#### AIM OF THE TASK:
Reproduce every line of the data below, keeping the wording lines as they are but scaling each bounding-box coordinate by 1.05 and rounding to whole numbers, with halves rounded up. Leave the pictures out.

Image region labeling entries:
╭──
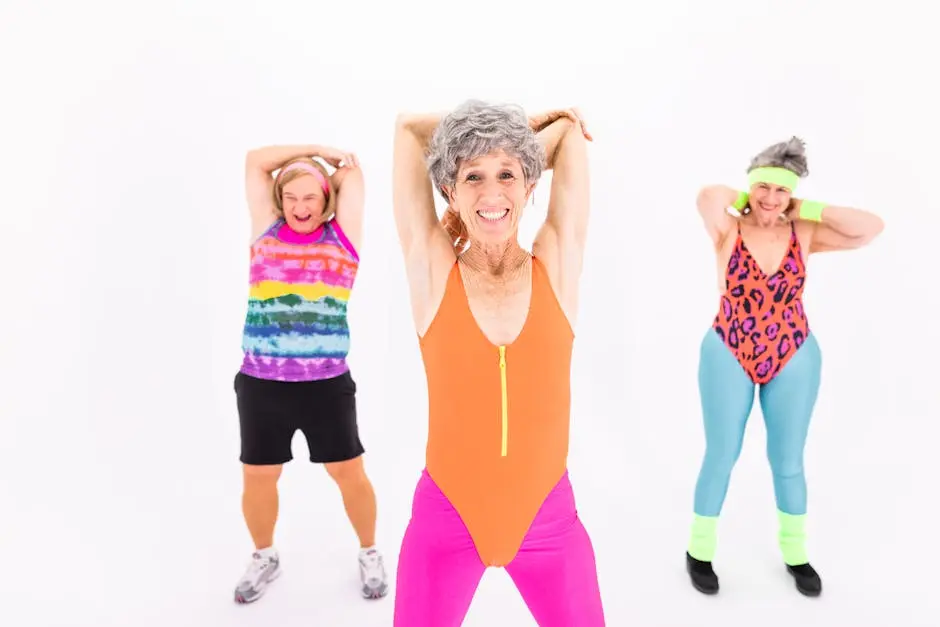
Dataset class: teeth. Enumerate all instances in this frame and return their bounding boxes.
[477,210,508,220]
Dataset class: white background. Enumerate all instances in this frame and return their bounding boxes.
[0,0,940,627]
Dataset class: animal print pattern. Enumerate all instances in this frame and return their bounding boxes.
[712,225,809,384]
╰──
#### EXERCISE SOLUTION:
Dataset class: teeth. Enumerate all instances in this frame and return their bounding boxes.
[501,221,533,231]
Dataset class: white background. Enumerate all instances in this frame and return their bounding boxes.
[0,0,987,658]
Dataset class: animal print pattern. Enumerate all instances in this frame and return their bounding boxes.
[748,236,849,403]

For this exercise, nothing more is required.